-------- TEXT SECTION

NEW YORK (GenomeWeb) – Members of an international team have taken a closer look at the variation that exists in induced pluripotent stem cells (iPSCs) — and the potential causes and consequences of such dissimilarities.
"[C]ommon genetic variants produce readily detectable effects in iPSCs and provide the most comprehensive map of regulatory variation in human iPSCs to date," Sanger Institute investigator Daniel Gaffney and European Molecular Biology Laboratory researcher Oliver Stegle, corresponding authors on today's Nature study, and their colleagues wrote.
"We also demonstrate that differences between donor individuals have pervasive effects at all phenotypic levels in iPSCs, from the epigenome, transcriptome, and proteome to cell differentiation and morphology," they added.
As part of the Human Induced Pluripotent Stem Cells Initiative, the researchers systematically profiled genotyping patterns and related phenotypes in 711 iPSC lines that had been generated from 301 apparently healthy individuals.

----------------
-------- DATA TO EXAMINE

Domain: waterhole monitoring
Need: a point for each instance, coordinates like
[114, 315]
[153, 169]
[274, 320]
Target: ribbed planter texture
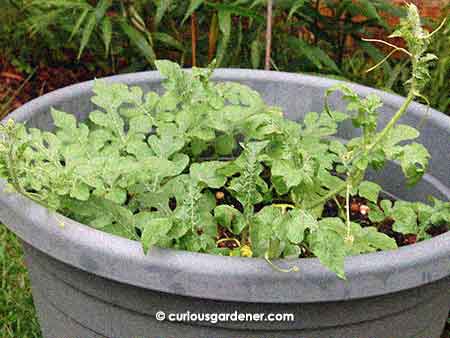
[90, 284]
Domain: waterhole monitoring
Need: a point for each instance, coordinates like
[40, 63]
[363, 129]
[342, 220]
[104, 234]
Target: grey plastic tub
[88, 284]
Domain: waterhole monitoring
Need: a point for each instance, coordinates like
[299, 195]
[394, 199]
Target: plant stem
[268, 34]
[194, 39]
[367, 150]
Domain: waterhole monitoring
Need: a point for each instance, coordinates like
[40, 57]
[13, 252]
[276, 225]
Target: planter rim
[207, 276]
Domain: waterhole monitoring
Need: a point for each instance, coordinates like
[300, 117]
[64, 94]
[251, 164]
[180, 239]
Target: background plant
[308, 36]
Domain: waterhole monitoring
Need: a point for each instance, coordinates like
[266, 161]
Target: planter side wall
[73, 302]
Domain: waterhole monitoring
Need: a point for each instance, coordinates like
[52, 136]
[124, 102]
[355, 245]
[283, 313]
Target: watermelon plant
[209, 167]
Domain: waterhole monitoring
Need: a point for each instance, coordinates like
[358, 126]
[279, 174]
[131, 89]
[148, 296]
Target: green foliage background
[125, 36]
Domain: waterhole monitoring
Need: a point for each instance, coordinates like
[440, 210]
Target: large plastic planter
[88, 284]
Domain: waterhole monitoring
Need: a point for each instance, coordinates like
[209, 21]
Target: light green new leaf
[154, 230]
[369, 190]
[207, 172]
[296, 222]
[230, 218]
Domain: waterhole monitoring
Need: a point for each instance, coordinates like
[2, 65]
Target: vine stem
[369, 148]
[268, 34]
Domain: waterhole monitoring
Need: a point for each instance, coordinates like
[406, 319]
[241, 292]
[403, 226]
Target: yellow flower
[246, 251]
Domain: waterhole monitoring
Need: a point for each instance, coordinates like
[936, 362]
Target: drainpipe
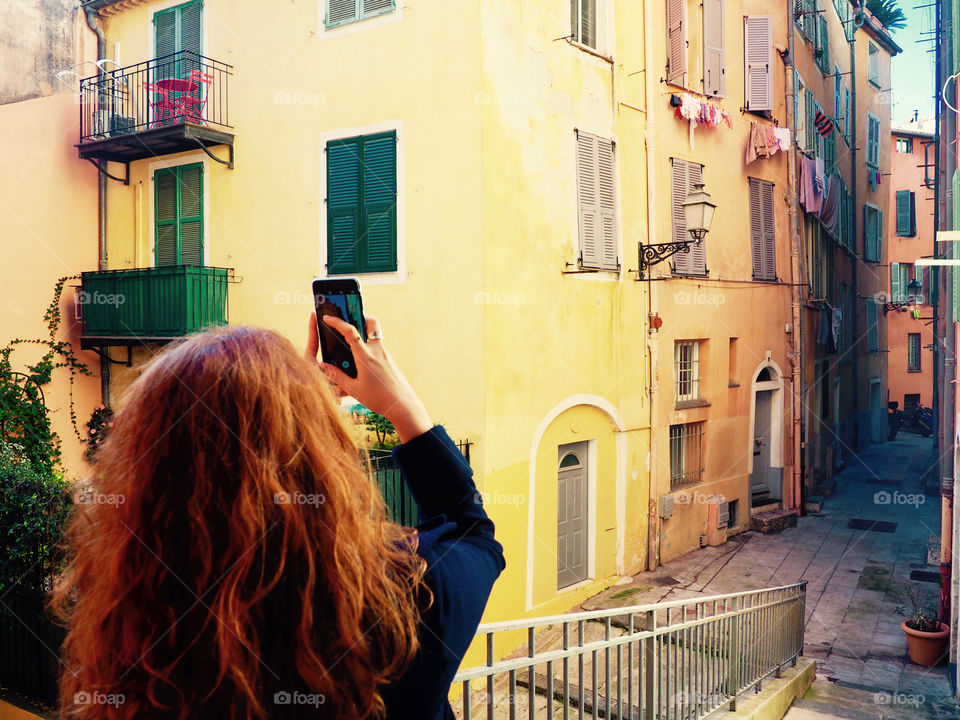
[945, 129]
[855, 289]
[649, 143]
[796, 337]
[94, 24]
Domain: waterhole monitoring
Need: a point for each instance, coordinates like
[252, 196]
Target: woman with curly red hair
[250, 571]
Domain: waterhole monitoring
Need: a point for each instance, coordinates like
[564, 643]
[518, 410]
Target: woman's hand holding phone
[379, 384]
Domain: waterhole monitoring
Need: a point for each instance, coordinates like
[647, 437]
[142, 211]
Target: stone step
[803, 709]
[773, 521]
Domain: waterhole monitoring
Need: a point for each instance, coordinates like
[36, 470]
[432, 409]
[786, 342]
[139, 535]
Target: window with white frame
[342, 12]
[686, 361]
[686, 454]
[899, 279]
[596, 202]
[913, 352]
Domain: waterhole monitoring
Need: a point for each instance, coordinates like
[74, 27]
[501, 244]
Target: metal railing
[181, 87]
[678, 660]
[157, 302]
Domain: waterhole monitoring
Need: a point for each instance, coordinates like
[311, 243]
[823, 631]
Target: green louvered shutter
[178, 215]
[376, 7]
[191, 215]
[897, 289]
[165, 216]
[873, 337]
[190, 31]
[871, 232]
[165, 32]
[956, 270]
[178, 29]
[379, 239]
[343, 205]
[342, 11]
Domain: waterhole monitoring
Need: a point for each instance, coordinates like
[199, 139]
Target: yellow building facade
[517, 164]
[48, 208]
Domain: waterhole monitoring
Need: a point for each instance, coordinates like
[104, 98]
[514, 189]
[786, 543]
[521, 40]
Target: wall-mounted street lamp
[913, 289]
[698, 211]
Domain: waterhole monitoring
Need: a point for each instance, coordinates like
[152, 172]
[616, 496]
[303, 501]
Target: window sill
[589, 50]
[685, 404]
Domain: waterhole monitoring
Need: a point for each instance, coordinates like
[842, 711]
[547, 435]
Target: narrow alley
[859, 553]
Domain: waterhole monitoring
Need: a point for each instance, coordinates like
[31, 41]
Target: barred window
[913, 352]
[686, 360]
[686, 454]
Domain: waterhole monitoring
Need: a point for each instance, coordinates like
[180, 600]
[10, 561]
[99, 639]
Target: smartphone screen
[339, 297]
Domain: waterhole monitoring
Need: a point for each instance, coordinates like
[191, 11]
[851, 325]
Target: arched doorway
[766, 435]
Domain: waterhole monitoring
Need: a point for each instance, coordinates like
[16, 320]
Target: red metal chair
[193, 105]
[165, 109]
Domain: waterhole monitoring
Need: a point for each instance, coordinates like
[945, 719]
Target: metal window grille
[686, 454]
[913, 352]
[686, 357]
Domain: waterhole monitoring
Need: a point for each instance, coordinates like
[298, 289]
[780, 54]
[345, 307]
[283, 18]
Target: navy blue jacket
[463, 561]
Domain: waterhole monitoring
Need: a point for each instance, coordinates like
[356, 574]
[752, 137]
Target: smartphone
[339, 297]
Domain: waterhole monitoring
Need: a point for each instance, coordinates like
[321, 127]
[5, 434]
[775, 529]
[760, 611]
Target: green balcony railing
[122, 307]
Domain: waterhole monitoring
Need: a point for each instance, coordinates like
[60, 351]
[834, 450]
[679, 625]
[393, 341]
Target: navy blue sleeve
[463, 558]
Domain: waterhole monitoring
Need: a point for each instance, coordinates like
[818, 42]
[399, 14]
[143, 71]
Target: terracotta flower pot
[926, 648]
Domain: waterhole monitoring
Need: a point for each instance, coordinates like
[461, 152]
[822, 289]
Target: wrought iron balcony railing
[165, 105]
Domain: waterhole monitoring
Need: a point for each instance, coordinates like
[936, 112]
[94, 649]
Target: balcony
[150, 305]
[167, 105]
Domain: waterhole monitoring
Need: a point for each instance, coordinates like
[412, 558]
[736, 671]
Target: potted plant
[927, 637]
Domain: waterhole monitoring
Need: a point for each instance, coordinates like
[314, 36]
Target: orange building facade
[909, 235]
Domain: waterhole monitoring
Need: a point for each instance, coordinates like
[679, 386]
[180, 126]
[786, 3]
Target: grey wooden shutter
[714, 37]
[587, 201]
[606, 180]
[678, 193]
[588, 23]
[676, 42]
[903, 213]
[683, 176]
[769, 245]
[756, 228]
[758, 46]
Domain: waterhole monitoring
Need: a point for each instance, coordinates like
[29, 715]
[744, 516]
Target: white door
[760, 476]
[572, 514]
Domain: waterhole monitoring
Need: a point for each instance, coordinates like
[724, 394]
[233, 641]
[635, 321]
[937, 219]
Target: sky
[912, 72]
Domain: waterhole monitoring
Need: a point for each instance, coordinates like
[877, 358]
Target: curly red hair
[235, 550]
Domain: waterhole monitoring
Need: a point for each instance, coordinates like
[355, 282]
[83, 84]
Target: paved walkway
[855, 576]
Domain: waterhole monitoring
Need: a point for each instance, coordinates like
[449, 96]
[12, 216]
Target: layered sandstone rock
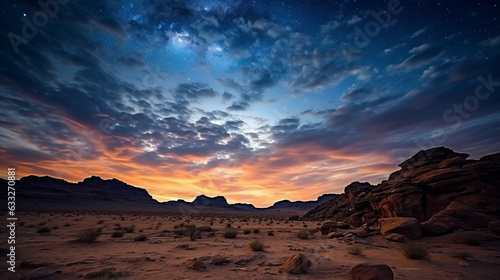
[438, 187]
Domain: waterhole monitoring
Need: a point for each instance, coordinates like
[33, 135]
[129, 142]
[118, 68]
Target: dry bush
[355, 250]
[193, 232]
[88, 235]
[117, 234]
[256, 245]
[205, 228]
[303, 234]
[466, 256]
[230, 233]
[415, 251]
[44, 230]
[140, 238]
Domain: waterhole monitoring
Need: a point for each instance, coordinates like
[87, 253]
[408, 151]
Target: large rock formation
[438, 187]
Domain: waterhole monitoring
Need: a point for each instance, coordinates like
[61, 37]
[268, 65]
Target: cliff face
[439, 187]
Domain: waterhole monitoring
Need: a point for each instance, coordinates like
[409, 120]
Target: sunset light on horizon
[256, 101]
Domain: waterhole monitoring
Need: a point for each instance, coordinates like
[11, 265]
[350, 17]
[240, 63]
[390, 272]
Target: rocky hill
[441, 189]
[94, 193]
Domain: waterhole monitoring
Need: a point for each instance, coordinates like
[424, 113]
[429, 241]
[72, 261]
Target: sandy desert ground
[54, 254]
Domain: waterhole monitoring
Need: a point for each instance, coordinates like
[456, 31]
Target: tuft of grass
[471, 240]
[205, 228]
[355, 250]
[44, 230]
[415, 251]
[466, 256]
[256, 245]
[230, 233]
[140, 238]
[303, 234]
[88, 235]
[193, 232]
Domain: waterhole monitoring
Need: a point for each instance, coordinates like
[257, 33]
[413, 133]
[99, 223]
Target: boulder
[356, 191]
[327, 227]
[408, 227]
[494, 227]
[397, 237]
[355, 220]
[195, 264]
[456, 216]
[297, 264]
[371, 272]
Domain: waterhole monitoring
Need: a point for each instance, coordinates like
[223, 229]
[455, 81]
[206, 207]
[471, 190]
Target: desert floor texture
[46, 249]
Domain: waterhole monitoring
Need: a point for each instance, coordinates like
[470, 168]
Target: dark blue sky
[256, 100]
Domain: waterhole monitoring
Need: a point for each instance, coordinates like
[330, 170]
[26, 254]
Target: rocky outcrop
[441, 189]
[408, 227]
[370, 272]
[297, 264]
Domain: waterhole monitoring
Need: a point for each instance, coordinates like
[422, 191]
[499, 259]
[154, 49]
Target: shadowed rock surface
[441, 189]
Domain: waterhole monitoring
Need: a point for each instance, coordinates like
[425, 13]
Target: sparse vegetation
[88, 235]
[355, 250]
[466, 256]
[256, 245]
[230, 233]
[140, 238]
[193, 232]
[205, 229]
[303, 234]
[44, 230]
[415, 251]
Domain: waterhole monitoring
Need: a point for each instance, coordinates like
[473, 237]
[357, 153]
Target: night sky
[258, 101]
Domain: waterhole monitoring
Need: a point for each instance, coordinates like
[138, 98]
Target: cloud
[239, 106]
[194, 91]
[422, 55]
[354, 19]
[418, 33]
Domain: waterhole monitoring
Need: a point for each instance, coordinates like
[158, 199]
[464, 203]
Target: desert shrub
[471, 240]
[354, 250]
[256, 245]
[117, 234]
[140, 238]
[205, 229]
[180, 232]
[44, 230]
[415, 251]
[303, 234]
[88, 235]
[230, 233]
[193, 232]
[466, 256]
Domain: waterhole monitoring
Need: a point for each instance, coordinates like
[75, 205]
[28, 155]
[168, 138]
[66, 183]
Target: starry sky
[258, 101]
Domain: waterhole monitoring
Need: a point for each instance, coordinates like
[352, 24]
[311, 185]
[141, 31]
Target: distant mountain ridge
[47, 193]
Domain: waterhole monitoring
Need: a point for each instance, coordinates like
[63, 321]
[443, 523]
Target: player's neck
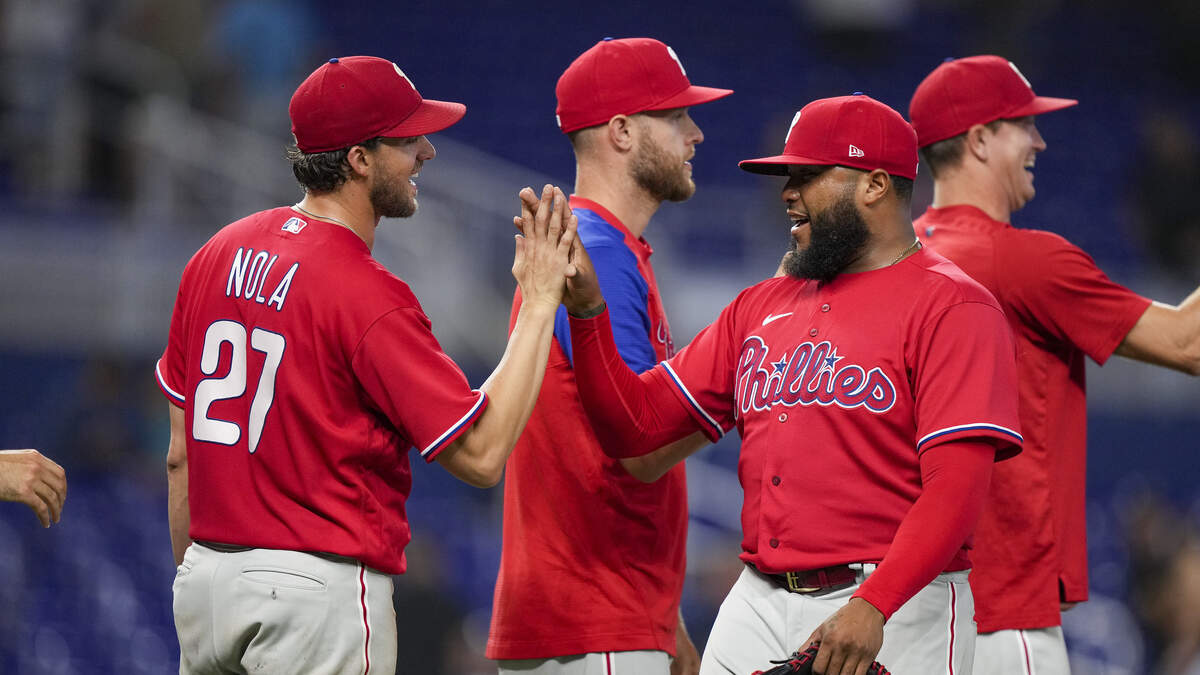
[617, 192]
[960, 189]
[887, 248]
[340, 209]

----------------

List every phenotypic level at which the article on variation in induced pluripotent stem cells says differences between donor individuals have pervasive effects.

- Epigenome
- Transcriptome
- Proteome
- Cell differentiation
- Morphology